**DOCUMENT EXCERPT:**
===============
# Which MBTI Type Tries to Change People?



## FatSpacePenguins (May 26, 2012)

Which type works their hardest to change people they're close to?


----------



## Emerson (Mar 13, 2011)

XXFJ's users, its their game, Fi is accepting, Fe is conforming, and likes all conformity. Thus they're the ones who like to change people make them conform as well.


----------



## Drea (Apr 13, 2010)

I think all of them. It's just a human thing, you know.


----------



## SweetPickles (Mar 19, 2012)

Very guilty of this, sometimes my suggestions are welcome, oftentimes they are not.


----------



## FatSpacePenguins (May 26, 2012)

MelanieM said:


> Very guilty of this, sometimes my suggestions are welcome, oftentimes they are not.


My boss is an INFJ he does this a lot, he's the king of suggestions. When I first started I was an ENFP, a year later I now test out as an ENFJ. But unlike other types I don't take his suggestions as being pushy, I see him genuinely trying to make things better for me. This is the whole ENFP/INFJ compatability thing. We work well together, and there is a kind flow in our communication. But when I told him I was an ENFP his reply was "Oh, brother that's just great" in a sarcastic tone.


----------



## SweetPickles (Mar 19, 2012)

FatSpacePenguins said:


> My boss is an INFJ he does this a lot, he's the king of suggestions. When I first started I was an ENFP, a year later I now test out as an ENFJ. But unlike other types I don't take his suggestions as being pushy, I see him genuinely trying to make things better for me. This is the whole ENFP/INFJ compatability thing. We work well together, and there is a kind flow in our communication. But when I told him I was an ENFP his reply was "Oh, brother that's just great" in a sarcastic tone.


One of my dearest oldest friends is an ENFJ, she acted as counselor for me for a very long time. ENFJs are very giving and sincerely care. Their empathy is off the charts, she would understand me so well. She's the one who would always swear I was "psychic", but I'm not...I just see subtle differences and can be a wee bit paranoid. It's funny your boss said that about ENFPs, I've always had this love/hate admiration/disappointment with some of them, but they are great people with amazing charisma. In my experience ENFJs are much better at giving you counsel without saying "you should do this". My type of help can be perceived as annoying, to some or even quite blunt. Need to work on that


----------



## SweetPickles (Mar 19, 2012)

As for ISFJs, I can so see this, but their intentions are usually good. I think most people have good intent, it may just come out wrong. My stepchildren's grandmother is an ISFJ, sometimes she does or says things I feel as manipulative and that she is not seeing it from anyone else's viewpoint but her own. I have to say though, my kids LOVE and ADORE her. She gives unconditional love and is really a beautiful person. At the same time she is wise yet short sighted at certain things. She always seems to surprise me, and I think I surprise her as well.


----------



## A_Stah (May 13, 2012)
===============
In the forum thread, what type does FatSpacePenguins test as a year after starting work under the INFJ boss? The lines after this forum thread play no part in what comes next.

**DATA EXTRACT:**
===============
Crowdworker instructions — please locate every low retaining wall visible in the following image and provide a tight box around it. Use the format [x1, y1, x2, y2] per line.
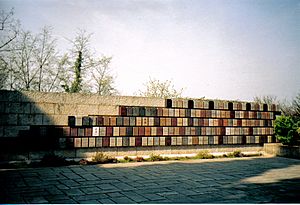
===============
**FULL OUTPUT:**
ENFJ